[Stored items]
-*-

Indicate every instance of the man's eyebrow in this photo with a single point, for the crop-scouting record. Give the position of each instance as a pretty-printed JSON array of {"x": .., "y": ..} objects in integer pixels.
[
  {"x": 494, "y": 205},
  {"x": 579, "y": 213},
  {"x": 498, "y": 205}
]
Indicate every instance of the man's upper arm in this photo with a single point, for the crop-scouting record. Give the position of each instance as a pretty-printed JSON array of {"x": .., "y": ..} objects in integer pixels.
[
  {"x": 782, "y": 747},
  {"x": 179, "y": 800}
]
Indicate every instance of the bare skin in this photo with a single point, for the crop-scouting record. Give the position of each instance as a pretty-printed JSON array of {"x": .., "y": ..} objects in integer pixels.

-*-

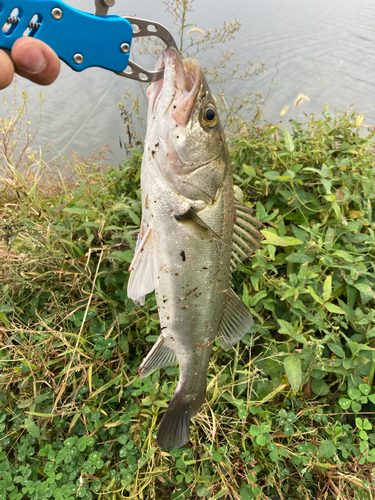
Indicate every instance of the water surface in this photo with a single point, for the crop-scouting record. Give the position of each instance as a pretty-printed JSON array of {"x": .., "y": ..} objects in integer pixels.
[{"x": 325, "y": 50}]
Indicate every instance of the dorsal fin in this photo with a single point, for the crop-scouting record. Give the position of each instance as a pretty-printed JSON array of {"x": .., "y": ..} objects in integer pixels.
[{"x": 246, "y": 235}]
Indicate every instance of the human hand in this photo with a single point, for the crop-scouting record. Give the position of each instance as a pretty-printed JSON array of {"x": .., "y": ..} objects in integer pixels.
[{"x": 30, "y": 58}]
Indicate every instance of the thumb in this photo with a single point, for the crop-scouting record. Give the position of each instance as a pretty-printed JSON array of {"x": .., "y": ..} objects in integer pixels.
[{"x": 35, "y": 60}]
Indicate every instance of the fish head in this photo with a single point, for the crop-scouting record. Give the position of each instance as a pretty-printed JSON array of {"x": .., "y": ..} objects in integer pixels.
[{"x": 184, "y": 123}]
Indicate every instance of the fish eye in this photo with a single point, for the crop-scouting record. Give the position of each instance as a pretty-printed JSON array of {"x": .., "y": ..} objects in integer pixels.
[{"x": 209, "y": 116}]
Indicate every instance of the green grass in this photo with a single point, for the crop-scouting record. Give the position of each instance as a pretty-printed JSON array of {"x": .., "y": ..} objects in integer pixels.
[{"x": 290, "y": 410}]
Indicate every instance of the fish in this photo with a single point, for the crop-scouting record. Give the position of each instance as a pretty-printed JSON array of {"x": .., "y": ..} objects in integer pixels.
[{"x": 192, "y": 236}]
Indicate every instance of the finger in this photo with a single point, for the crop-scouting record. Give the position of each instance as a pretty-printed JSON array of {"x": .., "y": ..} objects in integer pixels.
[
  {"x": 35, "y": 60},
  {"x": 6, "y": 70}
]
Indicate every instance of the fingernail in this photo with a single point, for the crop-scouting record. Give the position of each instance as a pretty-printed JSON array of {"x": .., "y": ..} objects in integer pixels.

-*-

## Goal of the exercise
Using the data above, repeat exactly the lines that begin at the line with "Indicate every instance of the finger in" and end at the line with "Indicate every instance of the fingernail", both ends included.

## The completed task
Indicate every instance of the finger in this photo with a single point, for the crop-scouting record. Give the position of each instance as a pretty-printed JSON array of {"x": .., "y": ..} objects in integer pixels.
[
  {"x": 35, "y": 60},
  {"x": 6, "y": 70}
]
Indicate every instance of the fingernail in this photo with a single point, for the crop-scouting record. Give the position of each instance as a pretty-printed JSON array of {"x": .., "y": ..} objects in integer pixels.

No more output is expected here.